Reproduce the listing below in full and without alteration, apart from its pictures.

*** Opening Records supplied ***

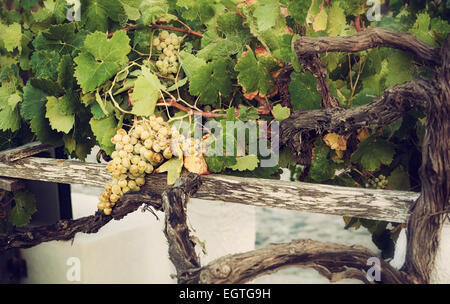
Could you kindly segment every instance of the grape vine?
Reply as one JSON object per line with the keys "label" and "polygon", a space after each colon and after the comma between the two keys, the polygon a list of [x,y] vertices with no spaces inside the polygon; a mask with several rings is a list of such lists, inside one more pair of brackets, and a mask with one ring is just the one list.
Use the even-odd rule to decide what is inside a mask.
{"label": "grape vine", "polygon": [[[297,58],[293,43],[300,36],[381,27],[439,46],[450,32],[449,1],[381,3],[381,18],[370,21],[365,0],[82,0],[73,7],[65,0],[0,1],[0,149],[39,140],[84,160],[100,146],[112,157],[112,182],[98,205],[106,215],[123,193],[139,190],[145,174],[167,171],[173,182],[183,167],[261,178],[279,178],[289,168],[293,180],[417,191],[425,125],[418,110],[384,127],[322,134],[301,165],[285,147],[272,167],[261,165],[260,151],[183,157],[219,141],[249,154],[236,137],[173,144],[178,122],[191,132],[208,121],[270,125],[297,110],[320,109],[327,105],[318,90],[324,83],[335,106],[353,108],[393,85],[433,77],[413,56],[385,48],[323,53],[325,73]],[[15,205],[27,199],[30,208],[0,218],[2,233],[26,225],[34,212],[32,198],[15,195],[22,198]],[[345,222],[368,228],[392,255],[399,229]]]}

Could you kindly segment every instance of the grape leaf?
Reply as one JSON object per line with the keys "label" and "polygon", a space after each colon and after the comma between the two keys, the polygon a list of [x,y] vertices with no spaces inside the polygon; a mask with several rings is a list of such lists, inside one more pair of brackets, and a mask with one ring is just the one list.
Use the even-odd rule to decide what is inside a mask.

*** Closing Records supplied ***

Your response.
Could you kindly segment every instance of the grape vine?
Reply as one JSON object per line with the keys "label" and "polygon", a space after each colon and after the comma between the two keys, the polygon a list of [x,y] vertices with no spaces inside the polygon; a mask with several rings is a list of such lists, inside one more pair of brackets, and a mask with one ring is just the one list.
Use the even-odd rule to decide what is inside a mask.
{"label": "grape vine", "polygon": [[[297,58],[293,43],[300,36],[381,27],[439,46],[450,32],[449,1],[381,3],[381,18],[370,21],[365,0],[82,0],[73,7],[65,0],[0,1],[0,149],[39,140],[84,160],[100,146],[112,157],[112,182],[98,205],[106,215],[123,193],[139,190],[145,174],[167,171],[173,182],[183,167],[261,178],[279,178],[289,168],[293,180],[417,191],[425,125],[418,110],[384,127],[322,134],[301,165],[285,147],[272,167],[261,165],[260,151],[183,157],[219,141],[249,154],[236,137],[173,144],[178,122],[191,132],[208,121],[270,125],[297,110],[320,109],[327,105],[318,90],[324,83],[335,106],[353,108],[393,85],[433,77],[413,56],[385,48],[323,53],[325,73]],[[15,205],[27,199],[30,208],[0,218],[2,233],[26,225],[34,212],[32,198],[15,195],[22,198]],[[345,222],[368,228],[392,255],[399,229]]]}

Could you kindly segment every instance of the grape leaf?
Reply as one JSON object per line with the keys "label" and "polygon", a space after each colon and after the comma between the two keys, the polygon a list of [x,y] vertices with no spaces inside the polygon; a mask with several rings is a list of such lists, inside one more pair of brackets, and a mask with one ring is just the one list.
Use the even-odd rule to decide what is inside a mask.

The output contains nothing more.